--- EXERCISES TO COMPLETE ---
• 1. In the passage about seasons, how many regions on the planet have seasonal change with four distinct seasons?
• 2. Write out the stretch of the passage about seasons from "While it's true" through "our orbit is.".

--- PASSAGE GIVEN ---
It was just the way the world worked,
and it was magical.
If you had told me back then
that one-third of Earth's population
had never seen snow
or that July 4th was most definitely not a beach day,
I would have thought you were crazy.
But in reality, seasonal change with four distinct seasons
only happens in two regions on the planet.
And, even in those two,
the seasons are reversed.
But why?
A lot of people have heard of an astronomer
called Johannes Kepler
and how he proved that planetary orbits are elliptical
and that the sun is not at the center of the orbit.
It was a big deal when he figured this out
several hundred years ago.
His discovery solved a lot of mathematical problems
that astronomers were having
with planetary orbit measurements.
While it's true that our orbit's not perfectly circular,
those pictures in our science books,
on TV, and in the movies
give an exaggerated impression
of how elongated our orbit is.
In fact, Earth's orbit is very nearly a perfect circle.
However, because Earth's orbit is technically an ellipse,
even though it doesn't look like one,
and the sun isn't quite exactly at the center,
it means that our distance from the sun
does change through the year.

--- PROVIDED INFORMATION ---
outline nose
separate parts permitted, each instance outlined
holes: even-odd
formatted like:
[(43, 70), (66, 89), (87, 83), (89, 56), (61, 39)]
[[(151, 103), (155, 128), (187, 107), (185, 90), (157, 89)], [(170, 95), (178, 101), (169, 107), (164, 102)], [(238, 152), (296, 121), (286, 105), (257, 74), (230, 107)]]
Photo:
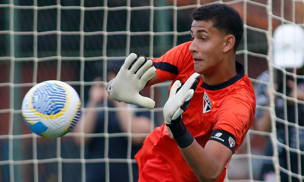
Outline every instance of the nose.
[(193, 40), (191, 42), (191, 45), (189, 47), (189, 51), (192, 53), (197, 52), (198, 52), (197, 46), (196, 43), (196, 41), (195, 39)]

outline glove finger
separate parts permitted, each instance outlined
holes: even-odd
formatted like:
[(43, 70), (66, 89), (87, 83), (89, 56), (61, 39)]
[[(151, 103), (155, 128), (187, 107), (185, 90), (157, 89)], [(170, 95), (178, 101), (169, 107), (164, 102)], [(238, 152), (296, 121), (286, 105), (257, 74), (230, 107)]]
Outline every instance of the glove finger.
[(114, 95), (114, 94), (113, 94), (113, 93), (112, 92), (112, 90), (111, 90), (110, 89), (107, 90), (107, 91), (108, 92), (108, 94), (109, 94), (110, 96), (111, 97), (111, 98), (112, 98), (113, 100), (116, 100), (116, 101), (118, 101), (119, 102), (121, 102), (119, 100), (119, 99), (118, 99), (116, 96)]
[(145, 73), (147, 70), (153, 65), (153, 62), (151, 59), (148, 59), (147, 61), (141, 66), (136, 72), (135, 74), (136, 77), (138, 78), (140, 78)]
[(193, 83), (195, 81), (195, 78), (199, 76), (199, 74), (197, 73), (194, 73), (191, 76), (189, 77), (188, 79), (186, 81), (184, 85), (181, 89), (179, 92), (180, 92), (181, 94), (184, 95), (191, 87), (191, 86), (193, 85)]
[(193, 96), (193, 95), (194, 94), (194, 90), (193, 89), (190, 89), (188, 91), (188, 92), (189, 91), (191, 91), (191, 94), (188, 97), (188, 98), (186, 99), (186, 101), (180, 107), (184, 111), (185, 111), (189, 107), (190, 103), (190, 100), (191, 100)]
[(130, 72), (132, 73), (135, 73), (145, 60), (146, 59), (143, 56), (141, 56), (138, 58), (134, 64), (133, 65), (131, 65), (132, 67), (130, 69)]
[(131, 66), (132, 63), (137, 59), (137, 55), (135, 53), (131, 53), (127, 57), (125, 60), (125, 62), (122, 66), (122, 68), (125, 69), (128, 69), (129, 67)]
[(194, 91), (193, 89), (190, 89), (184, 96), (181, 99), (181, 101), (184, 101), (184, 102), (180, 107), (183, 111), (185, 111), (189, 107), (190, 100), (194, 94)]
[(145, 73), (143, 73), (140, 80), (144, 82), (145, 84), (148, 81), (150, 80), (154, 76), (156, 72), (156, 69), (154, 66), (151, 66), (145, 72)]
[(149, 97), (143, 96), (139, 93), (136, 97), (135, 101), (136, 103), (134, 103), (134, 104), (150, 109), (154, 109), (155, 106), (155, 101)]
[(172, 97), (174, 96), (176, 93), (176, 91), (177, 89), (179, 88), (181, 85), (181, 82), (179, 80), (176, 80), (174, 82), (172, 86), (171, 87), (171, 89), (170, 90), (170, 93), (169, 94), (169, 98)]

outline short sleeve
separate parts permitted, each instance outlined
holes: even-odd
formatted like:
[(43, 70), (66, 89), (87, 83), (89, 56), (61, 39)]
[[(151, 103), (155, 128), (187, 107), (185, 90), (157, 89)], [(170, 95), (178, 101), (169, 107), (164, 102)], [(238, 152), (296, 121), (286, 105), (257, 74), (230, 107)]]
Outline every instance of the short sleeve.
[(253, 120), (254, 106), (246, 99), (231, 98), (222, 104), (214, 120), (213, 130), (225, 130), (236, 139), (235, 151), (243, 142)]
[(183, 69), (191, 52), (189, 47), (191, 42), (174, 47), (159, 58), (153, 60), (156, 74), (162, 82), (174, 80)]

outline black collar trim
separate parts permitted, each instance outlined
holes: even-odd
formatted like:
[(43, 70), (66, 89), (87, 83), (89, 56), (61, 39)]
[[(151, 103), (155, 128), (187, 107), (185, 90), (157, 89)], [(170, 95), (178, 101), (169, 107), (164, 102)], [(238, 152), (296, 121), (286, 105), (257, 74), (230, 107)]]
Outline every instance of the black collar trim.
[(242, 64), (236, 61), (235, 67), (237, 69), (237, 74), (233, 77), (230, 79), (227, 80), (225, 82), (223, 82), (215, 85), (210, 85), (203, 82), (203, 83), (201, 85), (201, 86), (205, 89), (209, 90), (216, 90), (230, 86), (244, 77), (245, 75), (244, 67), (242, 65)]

--- EXERCISE RESPONSES ---
• 1. Only two regions.

• 2.
While it's true that our orbit's not perfectly circular,
those pictures in our science books,
on TV, and in the movies
give an exaggerated impression
of how elongated our orbit is.